STATED PROBLEM 1: Give the records from the line with "the boat hull" through the end of the records as a JSON list of strings, with one string per line and blank lines omitted.

If the vertices are $v_0,v_1,\ldots,v_k$, the simplex is denoted by
$$
[v_0,v_1,\ldots,v_k].
$$
:::
::: {.callout-definition}
## Definition 3: Abstract simplicial complex
An **abstract simplicial complex** $K$ on a finite vertex set $V$ is a collection of finite subsets of $V$ such that if $\sigma\in K$ and $\tau\subseteq \sigma$, then $\tau\in K$.
Elements of $K$ are called **simplices**.
:::
The condition says that every face of a simplex must also be included. For example, if $[1,2,3]$ is in $K$, then the edges
$$
[1,2],\quad [1,3],\quad [2,3]
$$
and the vertices
$$
[1],\quad [2],\quad [3]
$$
must also be in $K$.
::: {.callout-example}
## Example 4: A small complex
Let $K$ have vertices $1,2,3,4$ and edges
$$
[1,2], [1,3], [2,3], [2,4], [3,4].
$$
Suppose that $[2,3,4]$ is a filled triangle but $[1,2,3]$ is not filled. Then the right triangle is filled, while the left triangle remains an open loop.
:::
# Chain spaces: replacing simplices by basis vectors
The first linear algebra step is to replace each simplex by a basis vector.
::: {.callout-definition}
## Definition 5: Chain space
Let $K$ be a finite simplicial complex and let $\mathbb F$ be a field, such as $\mathbb R$, $\mathbb Q$, or $\mathbb F_2$. The **$p$-chain space** $C_p(K;\mathbb F)$ is the vector space with basis given by the oriented $p$-simplices of $K$:
$$
C_p(K;\mathbb F)=\operatorname{span}_{\mathbb F}\{\text{oriented }p\text{-simplices of }K\}.

STATED PROBLEM 2: Rewrite the passage on simplicial complexes from "Elements of $K$" to "also be in $K$.", putting "sides" in place of "edges" everywhere it occurs.

PROVIDED DATA:
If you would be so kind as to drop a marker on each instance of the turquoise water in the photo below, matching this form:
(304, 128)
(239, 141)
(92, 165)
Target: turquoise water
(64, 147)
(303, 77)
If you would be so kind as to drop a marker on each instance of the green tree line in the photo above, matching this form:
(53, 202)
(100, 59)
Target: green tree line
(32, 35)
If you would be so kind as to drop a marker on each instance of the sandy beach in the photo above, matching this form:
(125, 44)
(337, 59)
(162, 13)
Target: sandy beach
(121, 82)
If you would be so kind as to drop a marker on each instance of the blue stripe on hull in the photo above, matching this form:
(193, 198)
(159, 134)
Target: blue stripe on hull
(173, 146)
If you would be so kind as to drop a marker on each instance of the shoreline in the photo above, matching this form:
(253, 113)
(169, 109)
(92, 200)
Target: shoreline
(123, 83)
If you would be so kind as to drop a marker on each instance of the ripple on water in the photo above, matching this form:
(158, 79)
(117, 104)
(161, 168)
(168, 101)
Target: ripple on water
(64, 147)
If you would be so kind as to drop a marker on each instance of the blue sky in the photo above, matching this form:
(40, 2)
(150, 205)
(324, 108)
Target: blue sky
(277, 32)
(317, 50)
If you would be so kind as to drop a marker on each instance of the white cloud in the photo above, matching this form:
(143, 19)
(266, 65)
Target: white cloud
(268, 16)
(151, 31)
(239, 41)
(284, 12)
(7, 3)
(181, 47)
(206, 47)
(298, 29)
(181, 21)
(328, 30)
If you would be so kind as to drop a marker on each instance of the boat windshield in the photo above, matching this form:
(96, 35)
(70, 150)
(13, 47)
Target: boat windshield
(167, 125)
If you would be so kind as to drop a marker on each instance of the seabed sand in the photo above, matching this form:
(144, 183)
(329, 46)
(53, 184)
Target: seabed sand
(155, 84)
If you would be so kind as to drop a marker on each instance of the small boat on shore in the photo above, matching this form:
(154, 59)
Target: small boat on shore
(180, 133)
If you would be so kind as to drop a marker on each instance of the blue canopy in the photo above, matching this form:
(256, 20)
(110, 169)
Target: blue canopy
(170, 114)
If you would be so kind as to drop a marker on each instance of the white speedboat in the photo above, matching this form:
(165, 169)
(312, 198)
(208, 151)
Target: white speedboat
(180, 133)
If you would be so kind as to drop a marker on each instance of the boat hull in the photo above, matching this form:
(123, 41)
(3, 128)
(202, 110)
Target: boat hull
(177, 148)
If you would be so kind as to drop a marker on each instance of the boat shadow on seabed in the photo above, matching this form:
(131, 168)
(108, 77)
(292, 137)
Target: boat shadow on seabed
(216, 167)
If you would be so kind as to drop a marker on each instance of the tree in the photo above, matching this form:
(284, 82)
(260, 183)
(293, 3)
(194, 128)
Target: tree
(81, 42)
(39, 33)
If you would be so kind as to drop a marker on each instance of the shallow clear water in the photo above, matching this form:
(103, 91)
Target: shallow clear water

WRITTEN ANSWER 1:
[
  "If you would be so kind as to drop a marker on each instance of the boat hull in the photo above, matching this form:",
  "(123, 41)",
  "(3, 128)",
  "(202, 110)",
  "Target: boat hull",
  "(177, 148)",
  "If you would be so kind as to drop a marker on each instance of the boat shadow on seabed in the photo above, matching this form:",
  "(131, 168)",
  "(108, 77)",
  "(292, 137)",
  "Target: boat shadow on seabed",
  "(216, 167)",
  "If you would be so kind as to drop a marker on each instance of the tree in the photo above, matching this form:",
  "(284, 82)",
  "(260, 183)",
  "(293, 3)",
  "(194, 128)",
  "Target: tree",
  "(81, 42)",
  "(39, 33)",
  "If you would be so kind as to drop a marker on each instance of the shallow clear water in the photo above, matching this form:",
  "(103, 91)",
  "Target: shallow clear water"
]

WRITTEN ANSWER 2:
Elements of $K$ are called **simplices**.
:::
The condition says that every face of a simplex must also be included. For example, if $[1,2,3]$ is in $K$, then the sides
$$
[1,2],\quad [1,3],\quad [2,3]
$$
and the vertices
$$
[1],\quad [2],\quad [3]
$$
must also be in $K$.